Figure 2Evaluation of metrics A. Gene network precision. The precision of the top-scoring gene pairs is shown for each evaluated metric (see Methods). A. Gene pair precision (y-axis) is plotted against the number of top-scoring gene pairs for the given metric (x-axis). Metrics discussed in the text are displayed as bold lines. The dashed line indicates the background precision of all gene pairs in the dataset. B. Gene neighborhood functional coherence. The 25 most similar genes to each query gene were identified using each evaluated metric. The precision of these 25 gene pairs was calculated using the evaluation set. Shown is the number of query genes with high precisions (> 0.25) for information-based (black bars) and non information-based metrics (gray bars).
Figure 3Network and subnetwork comparisons. Key is shown in the upper left-hand panel. A. AGREE links join genes with more shared present phenotypes. The x-axis indicates the link complexity, or number of shared present phenotypes. The y-axis indicates the frequency of occurrence of each link complexity bin. B. AGREE links have higher precision for every level of link complexity. The links of each network were binned by their complexity (x-axis). The y-axis indicates the precision of each bin for each network. Error bars indicate one standard deviation, assuming a binomial distribution. C. AGREE subnetworks are enriched for more phenotypes. The number of over-represented phenotypes present in the genes of each subnetwork (subnetwork complexity) was determined using the hypergeometric distribution (see Methods). The x-axis indicates subnetwork complexity. The y-axis indicates the frequency of the given subnetwork complexity in the ANET and UNET. D. A greater number of AGREE links are supported by other data types. The x-axis indicates the data type. The y-axis indicates the number of links in the ANET and UNET which are supported by that data type. Error bars indicate one standard deviation, assuming a binomial distribution.

[Records from a collection]
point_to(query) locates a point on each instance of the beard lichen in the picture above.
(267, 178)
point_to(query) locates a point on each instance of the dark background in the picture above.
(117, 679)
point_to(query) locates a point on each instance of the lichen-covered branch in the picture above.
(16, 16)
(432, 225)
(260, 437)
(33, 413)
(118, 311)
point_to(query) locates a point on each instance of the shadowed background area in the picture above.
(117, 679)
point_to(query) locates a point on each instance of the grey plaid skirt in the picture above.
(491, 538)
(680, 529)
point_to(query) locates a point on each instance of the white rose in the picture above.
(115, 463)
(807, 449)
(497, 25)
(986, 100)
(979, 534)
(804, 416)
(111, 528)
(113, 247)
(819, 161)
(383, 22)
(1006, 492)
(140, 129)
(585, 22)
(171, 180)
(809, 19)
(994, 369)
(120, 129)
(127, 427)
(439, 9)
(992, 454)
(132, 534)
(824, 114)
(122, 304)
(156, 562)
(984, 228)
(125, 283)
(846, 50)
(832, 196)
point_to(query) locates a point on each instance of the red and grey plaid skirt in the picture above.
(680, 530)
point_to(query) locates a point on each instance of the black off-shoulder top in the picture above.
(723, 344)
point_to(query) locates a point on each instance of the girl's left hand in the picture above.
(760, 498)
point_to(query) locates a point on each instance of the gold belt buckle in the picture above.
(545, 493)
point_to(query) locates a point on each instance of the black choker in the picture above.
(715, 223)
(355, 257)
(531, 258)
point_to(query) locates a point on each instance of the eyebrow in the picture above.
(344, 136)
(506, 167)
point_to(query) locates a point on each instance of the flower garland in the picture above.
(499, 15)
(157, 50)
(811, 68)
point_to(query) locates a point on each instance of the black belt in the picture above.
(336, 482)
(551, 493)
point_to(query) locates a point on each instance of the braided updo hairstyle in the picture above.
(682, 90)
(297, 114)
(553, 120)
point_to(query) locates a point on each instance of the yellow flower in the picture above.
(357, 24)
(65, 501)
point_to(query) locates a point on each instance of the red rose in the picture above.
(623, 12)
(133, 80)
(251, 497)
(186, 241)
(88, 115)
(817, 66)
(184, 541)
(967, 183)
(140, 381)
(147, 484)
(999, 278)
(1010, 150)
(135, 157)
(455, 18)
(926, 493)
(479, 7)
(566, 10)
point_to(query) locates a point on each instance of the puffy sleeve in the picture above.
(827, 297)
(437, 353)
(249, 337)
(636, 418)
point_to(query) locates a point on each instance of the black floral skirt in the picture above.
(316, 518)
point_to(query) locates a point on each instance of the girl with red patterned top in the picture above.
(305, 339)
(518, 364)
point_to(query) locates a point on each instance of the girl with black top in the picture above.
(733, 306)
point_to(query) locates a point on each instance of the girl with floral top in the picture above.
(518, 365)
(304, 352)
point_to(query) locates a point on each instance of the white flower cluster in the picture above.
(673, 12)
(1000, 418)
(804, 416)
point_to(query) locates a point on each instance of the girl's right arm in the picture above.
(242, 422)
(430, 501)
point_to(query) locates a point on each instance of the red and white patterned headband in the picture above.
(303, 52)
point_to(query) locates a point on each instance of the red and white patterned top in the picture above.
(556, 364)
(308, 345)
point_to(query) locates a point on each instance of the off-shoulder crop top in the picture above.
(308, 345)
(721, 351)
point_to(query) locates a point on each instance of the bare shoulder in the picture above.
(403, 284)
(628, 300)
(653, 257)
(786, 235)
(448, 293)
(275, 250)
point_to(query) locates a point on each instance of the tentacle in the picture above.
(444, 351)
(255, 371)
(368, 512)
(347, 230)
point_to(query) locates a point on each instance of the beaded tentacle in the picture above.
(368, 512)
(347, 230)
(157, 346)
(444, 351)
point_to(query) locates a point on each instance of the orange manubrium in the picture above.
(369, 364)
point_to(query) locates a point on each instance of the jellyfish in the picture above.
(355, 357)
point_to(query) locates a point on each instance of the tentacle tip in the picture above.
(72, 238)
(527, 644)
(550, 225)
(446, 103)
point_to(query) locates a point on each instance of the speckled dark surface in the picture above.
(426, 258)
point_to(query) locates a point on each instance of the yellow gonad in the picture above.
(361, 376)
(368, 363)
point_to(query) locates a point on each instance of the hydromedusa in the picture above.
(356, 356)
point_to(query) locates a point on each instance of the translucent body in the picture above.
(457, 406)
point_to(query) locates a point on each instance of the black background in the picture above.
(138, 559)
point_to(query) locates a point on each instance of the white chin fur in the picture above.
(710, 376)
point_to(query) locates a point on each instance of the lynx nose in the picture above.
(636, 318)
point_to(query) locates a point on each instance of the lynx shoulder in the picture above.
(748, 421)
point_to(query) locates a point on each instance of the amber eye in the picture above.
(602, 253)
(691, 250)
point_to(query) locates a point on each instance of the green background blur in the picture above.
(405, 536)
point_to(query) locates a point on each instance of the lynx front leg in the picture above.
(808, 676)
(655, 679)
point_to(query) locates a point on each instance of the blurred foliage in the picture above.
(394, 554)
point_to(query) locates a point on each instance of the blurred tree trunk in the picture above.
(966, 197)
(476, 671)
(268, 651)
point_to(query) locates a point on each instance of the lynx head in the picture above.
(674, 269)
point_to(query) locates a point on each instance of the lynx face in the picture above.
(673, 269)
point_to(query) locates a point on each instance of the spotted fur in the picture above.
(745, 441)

WHAT IS NEEDED: Write what comes next in the captions on gene network metrics, picking up after their last sentence. This material is separate from the captions on gene network metrics.

TASK OUTPUT:
Figure 4Comparison of . Each point represents one functional category, and indicates the negative log significance of the pairwise scores of all genes within that functional category using the AGREE (x-axis) and UPC metrics (y-axis). Dashed lines indicate significances of P < 0.01 or better. Categories were taken from the evaluation set, and were filtered to ensure that no two categories overlap by greater than half of their gene members (see Methods). * 'Embryonic development' is short for 'Embryonic development ending in birth or egg hatching.'
Figure 5Integration with other data sources. Link colors indicate interaction type: Green, AGREE phenotype congruency; Blue, UPC phenotype congruency; Purple, protein-protein; Red, co-expression; Orange, genetic. A. Superimposed network. Superimposed network created from multiple data sources. Shown below is a multiply-supported subnetwork identified in the superimposed network. B. Multiply-supported network. Network created from restricting to links supported by multiple data sources. Shown below the network is one 'molecular machine', identified as a subnetwork in the multiply-supported network.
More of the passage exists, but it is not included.